*What you need to do:* Reproduce the entries below in full, word for word.

*Material supplied:*
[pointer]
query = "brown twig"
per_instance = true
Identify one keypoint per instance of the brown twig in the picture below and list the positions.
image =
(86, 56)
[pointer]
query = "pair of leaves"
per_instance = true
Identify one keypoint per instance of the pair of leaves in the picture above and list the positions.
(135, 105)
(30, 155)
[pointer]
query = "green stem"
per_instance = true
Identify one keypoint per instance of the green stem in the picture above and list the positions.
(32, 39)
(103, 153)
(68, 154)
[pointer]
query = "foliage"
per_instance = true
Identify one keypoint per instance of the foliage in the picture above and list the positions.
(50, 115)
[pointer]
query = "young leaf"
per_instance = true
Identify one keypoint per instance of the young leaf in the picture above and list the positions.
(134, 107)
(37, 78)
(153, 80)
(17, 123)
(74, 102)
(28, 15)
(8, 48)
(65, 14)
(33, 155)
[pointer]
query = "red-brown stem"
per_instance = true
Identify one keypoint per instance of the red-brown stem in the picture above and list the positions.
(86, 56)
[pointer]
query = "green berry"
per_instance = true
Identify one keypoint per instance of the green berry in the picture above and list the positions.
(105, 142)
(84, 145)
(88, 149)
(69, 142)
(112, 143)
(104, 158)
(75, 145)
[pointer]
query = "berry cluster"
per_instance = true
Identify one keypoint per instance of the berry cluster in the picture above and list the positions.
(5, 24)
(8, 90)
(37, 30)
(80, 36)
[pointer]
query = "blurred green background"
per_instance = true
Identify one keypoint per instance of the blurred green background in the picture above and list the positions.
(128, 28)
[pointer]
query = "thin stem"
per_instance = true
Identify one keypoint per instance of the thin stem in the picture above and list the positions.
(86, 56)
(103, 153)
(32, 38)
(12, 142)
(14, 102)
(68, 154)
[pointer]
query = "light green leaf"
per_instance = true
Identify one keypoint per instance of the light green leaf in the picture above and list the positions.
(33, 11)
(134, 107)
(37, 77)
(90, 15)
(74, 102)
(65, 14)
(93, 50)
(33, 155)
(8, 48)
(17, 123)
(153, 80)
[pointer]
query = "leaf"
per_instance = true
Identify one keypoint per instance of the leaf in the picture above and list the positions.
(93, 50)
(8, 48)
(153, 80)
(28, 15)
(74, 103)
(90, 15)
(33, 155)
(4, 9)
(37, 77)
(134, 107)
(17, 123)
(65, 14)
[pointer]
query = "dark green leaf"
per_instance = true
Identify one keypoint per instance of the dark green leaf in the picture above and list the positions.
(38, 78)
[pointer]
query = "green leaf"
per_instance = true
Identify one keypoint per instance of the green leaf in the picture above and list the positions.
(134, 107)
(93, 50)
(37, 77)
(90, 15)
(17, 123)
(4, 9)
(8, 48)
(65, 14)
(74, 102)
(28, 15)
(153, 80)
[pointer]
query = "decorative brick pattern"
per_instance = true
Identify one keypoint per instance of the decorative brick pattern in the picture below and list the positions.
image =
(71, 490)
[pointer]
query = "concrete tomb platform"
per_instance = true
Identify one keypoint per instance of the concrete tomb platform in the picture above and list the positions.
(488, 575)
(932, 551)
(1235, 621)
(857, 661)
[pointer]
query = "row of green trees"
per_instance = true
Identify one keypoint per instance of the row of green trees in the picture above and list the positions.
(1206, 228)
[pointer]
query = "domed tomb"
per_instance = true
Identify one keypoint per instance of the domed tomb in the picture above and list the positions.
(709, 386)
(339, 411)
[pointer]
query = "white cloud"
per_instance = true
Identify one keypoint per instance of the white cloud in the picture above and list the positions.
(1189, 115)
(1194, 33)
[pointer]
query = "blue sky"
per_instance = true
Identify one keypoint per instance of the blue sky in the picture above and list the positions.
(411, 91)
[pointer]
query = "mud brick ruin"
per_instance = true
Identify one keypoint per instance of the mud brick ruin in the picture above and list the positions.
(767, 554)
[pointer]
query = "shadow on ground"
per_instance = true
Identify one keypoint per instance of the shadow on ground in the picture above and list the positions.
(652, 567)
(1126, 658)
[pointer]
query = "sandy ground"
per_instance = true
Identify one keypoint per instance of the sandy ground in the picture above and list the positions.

*Output for this exercise:*
[pointer]
query = "brown twig"
per_instance = true
Identify one keypoint per instance of the brown twig in the picture below and list the positions.
image =
(86, 56)
[pointer]
query = "pair of leaves"
per_instance = true
Identify one keypoint per instance of the pair of leaves in the picture above and list the positions.
(135, 105)
(30, 155)
[pointer]
query = "green stem"
per_instance = true
Identify one keypoint per instance of the green stem in the picture above and list the positions.
(32, 39)
(103, 153)
(68, 154)
[pointer]
query = "foliage"
per_instance = true
Identify one keypoint per instance of the foliage in the picture above and list the positions.
(50, 115)
[pointer]
query = "young leaf"
per_instance = true
Identify one keypoint per instance of the young leaf in the picture above and list the positions.
(134, 107)
(37, 78)
(153, 80)
(17, 123)
(74, 102)
(28, 15)
(8, 48)
(65, 14)
(33, 155)
[pointer]
query = "red-brown stem"
per_instance = true
Identify one keypoint per instance of the red-brown stem in the picture above and list the positions.
(86, 56)
[pointer]
query = "green berry"
per_instance = true
Identify one keypoint per instance of the green berry in the picture above and list the positions.
(105, 142)
(84, 145)
(88, 149)
(69, 142)
(112, 143)
(104, 158)
(75, 145)
[pointer]
query = "berry cluster"
per_instance = true
Identify one keypoint per instance of the berry cluster in the picture above and list the positions.
(5, 24)
(8, 90)
(37, 30)
(80, 36)
[pointer]
query = "blurred green background"
per_instance = true
Identify one keypoint per instance of the blurred green background in the picture above and list the positions.
(128, 28)
[pointer]
query = "thin stem"
per_instance = true
Identify one keypoint per instance of the thin stem in the picture above and list the positions.
(86, 56)
(103, 153)
(32, 38)
(12, 142)
(14, 102)
(68, 154)
[pointer]
query = "light green leaf"
per_instance = true
Identify one keypoint per instance of the light green leaf in the picture above and list the positions.
(33, 11)
(134, 107)
(37, 77)
(90, 15)
(74, 102)
(65, 14)
(93, 50)
(33, 155)
(8, 48)
(17, 123)
(153, 80)
[pointer]
query = "leaf"
per_instance = true
Identify one keypoint per instance of the leaf in the picture above and list the positions.
(93, 50)
(8, 48)
(153, 80)
(28, 15)
(74, 103)
(90, 15)
(33, 155)
(4, 9)
(37, 77)
(134, 107)
(17, 123)
(65, 14)
[pointer]
query = "dark green leaf"
per_instance = true
Identify one keypoint per instance of the dark green leaf in the picture above and list the positions.
(38, 78)
[pointer]
query = "green leaf"
per_instance = true
Identify one keypoint per instance of the green leaf in the picture above and list the positions.
(134, 107)
(93, 50)
(37, 77)
(90, 15)
(17, 123)
(4, 9)
(8, 48)
(65, 14)
(74, 102)
(28, 15)
(153, 80)
[pointer]
query = "decorative brick pattern"
per_instance = true
Identify one keypoint per instance of the decorative brick pattern in the picture below and list the positions.
image =
(71, 490)
[pointer]
query = "concrete tomb platform"
per_instance = true
Identify one keypoint per instance of the concrete tomb platform in the picture above and list the positions.
(488, 575)
(932, 551)
(1235, 621)
(857, 661)
[pointer]
query = "row of green trees"
per_instance = true
Identify one keypoint per instance of the row of green trees in the picture above and list the positions.
(1206, 228)
[pointer]
query = "domed tomb"
per_instance = true
Identify one keypoint per instance of the domed tomb in the picture above and list the positions.
(709, 386)
(339, 411)
[pointer]
query = "white cloud"
per_instance = true
Identify one keypoint per instance of the white cloud in the picture above and list the positions.
(1189, 115)
(1194, 33)
[pointer]
query = "blue sky"
per_instance = true
Identify one keypoint per instance of the blue sky in the picture above and list the positions.
(411, 91)
[pointer]
query = "mud brick ruin"
per_instance = true
Identify one keypoint per instance of the mud brick ruin in the picture above and list the positions.
(767, 554)
[pointer]
query = "shadow on ground"
per_instance = true
Identify one keypoint per instance of the shadow on ground in the picture above and list the positions.
(652, 567)
(1126, 658)
[pointer]
query = "sandy ground"
per_instance = true
Identify one keypoint per instance of the sandy ground in the picture above and list the positions.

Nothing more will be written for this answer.